**WRITTEN TASK**
Please pick up the CSS forum thread below from its last post and continue it; the items that come after it are separate.

Forum Moderators: not2easy
site: <>
Thanks for any help.
[edited by: SuzyUK at 7:37 am (utc) on July 6, 2008]
[edit reason] PLease no URI's please see sticky post at top of page [/edit]
sorry about the URL, i know it can be frustrating when you're new to CSS, to have to guess at what might be wrong..
however as Sunday is help/clue day ;) You see the "Guide to posting HTML & CSS" thread at the top of the forum, check out point #4
in this thread [webmasterworld.com] I think you'll find the first paragraph interesting
[A Doctype] should be the first line of your HTML document, right before the opening <html> tag. No white space no comments no anything else should appear before it
Yes, I corrected my own double negative
IT might not help fix it all, I didn't check, but it should help level the field
[edited by: SuzyUK at 7:56 am (utc) on July 6, 2008]
I am trying multiple CSS background images. The background images has two shades, something like the header of the freelanceswitch website, same way at the bottom of the background but turned over. Funny thing is after pulling out all my hair (what left of it), I finally figured out that the all mighty Firefox doesn't support multiple background images, IE is out of the question, this only works with safari. considering the fact that only .001% of my site viewers probably uses safari. I have to cater for the majority of my viewers.

**EXTRACTED DATA**
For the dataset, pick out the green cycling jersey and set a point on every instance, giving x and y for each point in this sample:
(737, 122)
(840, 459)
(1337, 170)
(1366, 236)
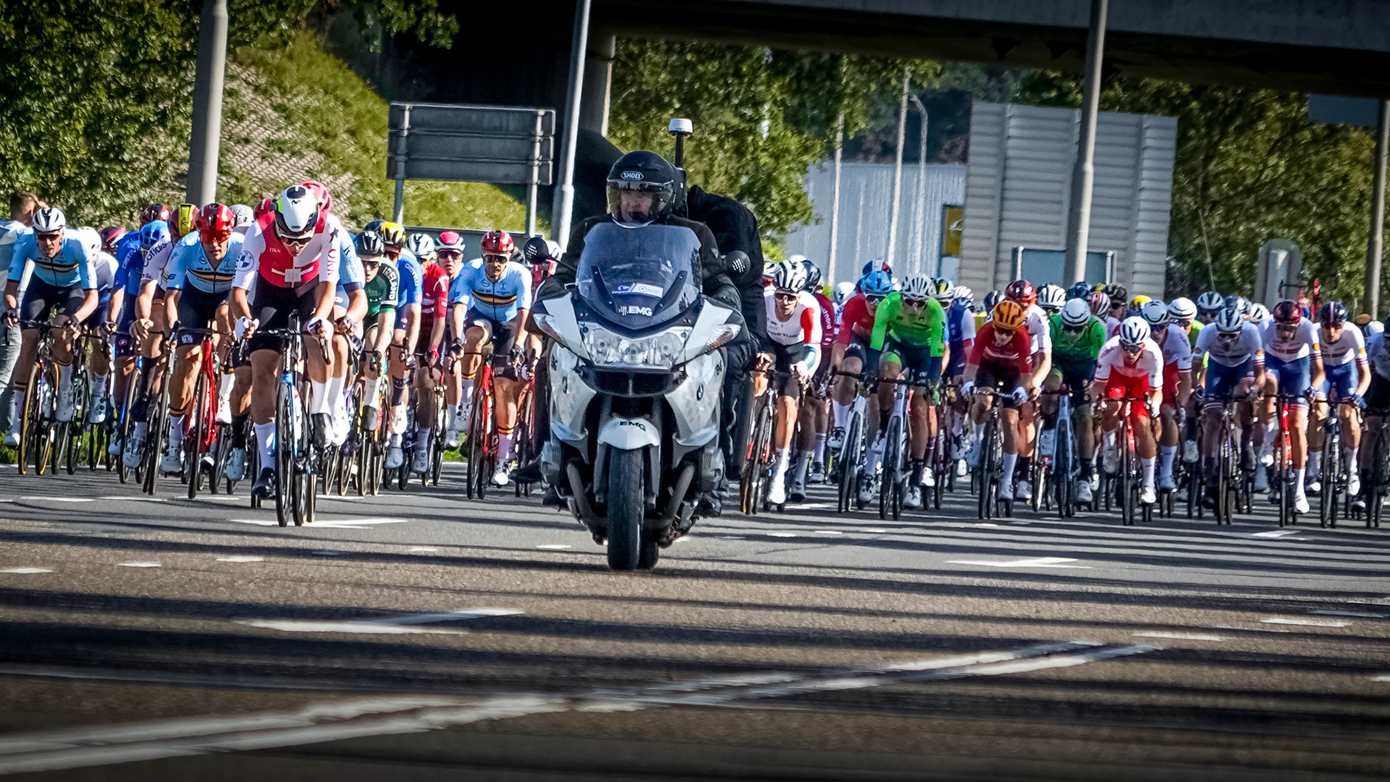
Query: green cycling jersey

**RESULT BELOW**
How do I fix this so this works on all browsers; please go easy on me, I am new to CSS.
body
{
font: 0.71em/1.5em Verdana, Arial, Helvetica, sans-serif;
background-color:#D0CAB4;
background-repeat:repeat-x;
background-image:url(/img/back.jpg), url(/img/foot.jpg);
background-position: top right, bottom right;
color:#646060;
width: 980px;
margin:0 auto;
padding:0;
}
what you can do is like a vertical "sliding door", put one image bg on the body element and put another on the html element
HOWEVER this also has an overlap support problem whereby IE doesn't support that in IE5.x Quirks mode (which may or not be a problem for you.. anyway this is why most sites/templates now have a "wrapper" or "container" div i.e. just inside the body element they create a "fake body" div, this allows for background images to be placed top and bottom of the page, and it has multiple other uses as well
your layout/template may already have a wrapper div in which case you might be able to use body & wrapper instead of html & body
now clue no.2 ;) the freelance site you refer to as an example, take a look at their top background image, (FF >>Tools >>Page info >>Media (bg-green) you will see the whole top image and the background which repeats half way down the page, is actually built as one image which might or might not help with what you are trying to do
if not it should be a simple case of repeating the top image on the outermost element, with the preferred background color, then on the innermost wrapper repeat the bottom image with a transparent background and background-position it to the bottom of the wrapper
there's so many ways it could be done there's really no right way, just think about the elements you already have in place, perhaps they could be used?, e.g. attach the bottom part of the graphic to the footer maybe with some extra padding or the likes
do you want
dark brown (gradient?) - approx 240px high
white line - 1-2px
beige background (for majority of background)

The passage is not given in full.